# Görevleriniz
(a) Metin parçasına göre Temsilciler Meclisi'ndeki oylamada Anti-Semitizm Farkındalık Yasası kaç evet ve kaç hayır oyuyla kabul edildi?
(b) Metin parçası, 5 Aralık 2023'te düzenlenen duruşmayı neden bir kurgu olarak nitelendiriyor?

# Metin Parçası

- - - -

Yeni Komünizm

Profesör Eric Cheyfitz ile Bir Söyleşi: Anti-Siyonizm Anti-Semitizm Değildir

Editörün Notu: Aşağıdaki yazı revcom.us web sitesine 12 Ağustos 2024 tarihinde girilmiştir. Çevirisini okurlarımızın dikkatine sunarız. Yazının orijinaline buradan ulaşabilirsiniz.


Temsilciler Meclisi Eğitim ve İşgücü Komitesi, 5 Aralık 2023’te “Kampüs Liderlerinin Hesap Verebilirliğini Sağlama ve Antisemitizmle Yüzleşme” başlıklı bir duruşma düzenledi. Bu duruşma, Filistin halkına karşı devam eden ABD destekli İsrail soykırımına karşı üniversite kampüslerinde başlayan meşru protesto dalgasını bastırmayı ve susturmayı amaçlayan bir kurguydu.

Daha sonra, bu yılın 1 Mayıs’ında Temsilciler Meclisi, sözde “Anti-Semitizm Farkındalık Yasasını” (Anti-Semitism Awareness Act, “AAA”) ezici bir çoğunlukla kabul etti. Oylama 320 evet, 91 hayır şeklindeydi. Eğitim Bakanlığı; kolejlere ve üniversitelere, kampüslerindeki İsrail karşıtı protestoları ve konuşmaları bastırmaya zorlaması çağrısında bulundu. Bunu yapmayan okullara federal fon sağlamayı kesmekle tehdit etti. Yasa tasarısı, “İsrail’in varlığının ırkçı bir çaba” olduğu gibi ifadeleri “anti-Semitik” söylem olarak yorumluyor. Ya da İsrail’in Filistin halkına muamelesi ile Nazilerin Yahudi halkına muamelesi arasında karşılaştırmalar yapmak da yasaya göre “anti-semitik”.

- - - -

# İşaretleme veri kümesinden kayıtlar
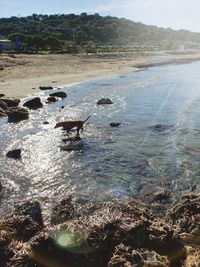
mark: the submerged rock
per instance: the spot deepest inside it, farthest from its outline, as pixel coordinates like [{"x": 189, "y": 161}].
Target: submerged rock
[
  {"x": 2, "y": 113},
  {"x": 115, "y": 124},
  {"x": 10, "y": 102},
  {"x": 52, "y": 99},
  {"x": 60, "y": 94},
  {"x": 46, "y": 88},
  {"x": 104, "y": 101},
  {"x": 63, "y": 211},
  {"x": 17, "y": 114},
  {"x": 3, "y": 105},
  {"x": 15, "y": 154},
  {"x": 33, "y": 103},
  {"x": 75, "y": 143},
  {"x": 31, "y": 209},
  {"x": 161, "y": 127}
]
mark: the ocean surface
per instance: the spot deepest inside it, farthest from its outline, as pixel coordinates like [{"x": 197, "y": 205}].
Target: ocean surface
[{"x": 113, "y": 162}]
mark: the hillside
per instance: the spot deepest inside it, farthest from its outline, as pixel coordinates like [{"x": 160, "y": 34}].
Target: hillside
[{"x": 52, "y": 31}]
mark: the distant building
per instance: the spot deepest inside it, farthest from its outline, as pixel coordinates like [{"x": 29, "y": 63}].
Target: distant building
[{"x": 6, "y": 45}]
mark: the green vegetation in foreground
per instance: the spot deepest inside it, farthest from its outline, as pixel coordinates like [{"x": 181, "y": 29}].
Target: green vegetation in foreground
[{"x": 69, "y": 33}]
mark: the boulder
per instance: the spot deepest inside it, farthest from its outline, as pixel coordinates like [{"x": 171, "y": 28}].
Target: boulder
[
  {"x": 17, "y": 114},
  {"x": 10, "y": 102},
  {"x": 62, "y": 212},
  {"x": 3, "y": 105},
  {"x": 161, "y": 127},
  {"x": 33, "y": 103},
  {"x": 60, "y": 94},
  {"x": 2, "y": 112},
  {"x": 46, "y": 88},
  {"x": 104, "y": 101},
  {"x": 15, "y": 154},
  {"x": 52, "y": 99},
  {"x": 31, "y": 209},
  {"x": 115, "y": 124}
]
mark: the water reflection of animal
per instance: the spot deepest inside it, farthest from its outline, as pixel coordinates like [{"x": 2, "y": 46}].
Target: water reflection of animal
[{"x": 69, "y": 125}]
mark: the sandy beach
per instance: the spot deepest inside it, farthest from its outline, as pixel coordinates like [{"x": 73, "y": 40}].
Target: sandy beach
[{"x": 23, "y": 74}]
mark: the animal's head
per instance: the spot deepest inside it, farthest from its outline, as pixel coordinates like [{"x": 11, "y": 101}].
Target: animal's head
[{"x": 58, "y": 124}]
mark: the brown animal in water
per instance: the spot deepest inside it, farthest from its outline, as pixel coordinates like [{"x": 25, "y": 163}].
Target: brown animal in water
[{"x": 69, "y": 125}]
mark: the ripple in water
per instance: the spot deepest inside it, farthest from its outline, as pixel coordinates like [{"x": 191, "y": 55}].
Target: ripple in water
[{"x": 114, "y": 162}]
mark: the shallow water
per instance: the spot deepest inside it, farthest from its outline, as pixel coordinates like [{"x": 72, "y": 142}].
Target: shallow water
[{"x": 114, "y": 162}]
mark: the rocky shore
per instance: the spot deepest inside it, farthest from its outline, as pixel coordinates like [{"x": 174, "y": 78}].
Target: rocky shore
[
  {"x": 21, "y": 75},
  {"x": 113, "y": 234}
]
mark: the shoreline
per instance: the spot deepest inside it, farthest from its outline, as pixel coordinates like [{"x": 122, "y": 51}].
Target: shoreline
[{"x": 23, "y": 74}]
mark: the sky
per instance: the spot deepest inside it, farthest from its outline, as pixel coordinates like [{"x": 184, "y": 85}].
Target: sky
[{"x": 176, "y": 14}]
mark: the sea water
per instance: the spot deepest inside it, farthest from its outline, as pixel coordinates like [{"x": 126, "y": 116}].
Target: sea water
[{"x": 112, "y": 162}]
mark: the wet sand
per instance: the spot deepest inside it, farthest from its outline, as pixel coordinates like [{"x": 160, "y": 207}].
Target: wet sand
[{"x": 23, "y": 74}]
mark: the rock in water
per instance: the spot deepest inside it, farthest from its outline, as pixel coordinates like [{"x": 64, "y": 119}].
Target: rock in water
[
  {"x": 46, "y": 88},
  {"x": 115, "y": 124},
  {"x": 34, "y": 103},
  {"x": 15, "y": 154},
  {"x": 10, "y": 102},
  {"x": 52, "y": 99},
  {"x": 17, "y": 114},
  {"x": 104, "y": 101},
  {"x": 31, "y": 209},
  {"x": 2, "y": 113},
  {"x": 60, "y": 94},
  {"x": 3, "y": 105}
]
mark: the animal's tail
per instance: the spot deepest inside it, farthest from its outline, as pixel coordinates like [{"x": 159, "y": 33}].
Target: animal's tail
[{"x": 86, "y": 119}]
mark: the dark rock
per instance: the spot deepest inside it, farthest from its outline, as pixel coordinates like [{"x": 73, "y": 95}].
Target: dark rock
[
  {"x": 10, "y": 102},
  {"x": 3, "y": 105},
  {"x": 46, "y": 88},
  {"x": 186, "y": 215},
  {"x": 115, "y": 124},
  {"x": 34, "y": 103},
  {"x": 72, "y": 139},
  {"x": 60, "y": 94},
  {"x": 62, "y": 212},
  {"x": 31, "y": 209},
  {"x": 23, "y": 226},
  {"x": 15, "y": 154},
  {"x": 52, "y": 99},
  {"x": 73, "y": 146},
  {"x": 104, "y": 101},
  {"x": 125, "y": 256},
  {"x": 2, "y": 112},
  {"x": 161, "y": 127},
  {"x": 17, "y": 114},
  {"x": 161, "y": 195}
]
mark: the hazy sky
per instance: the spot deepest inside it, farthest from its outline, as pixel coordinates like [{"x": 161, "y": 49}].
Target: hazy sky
[{"x": 177, "y": 14}]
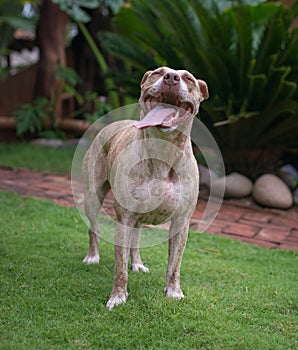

- - - -

# Görevlere Göre Yanıtlar
(a) 320 evet, 91 hayır oyuyla kabul edildi.

(b) Metne göre bu duruşma, Filistin halkına karşı devam eden ABD destekli İsrail soykırımına karşı üniversite kampüslerinde başlayan meşru protesto dalgasını bastırmayı ve susturmayı amaçlıyordu.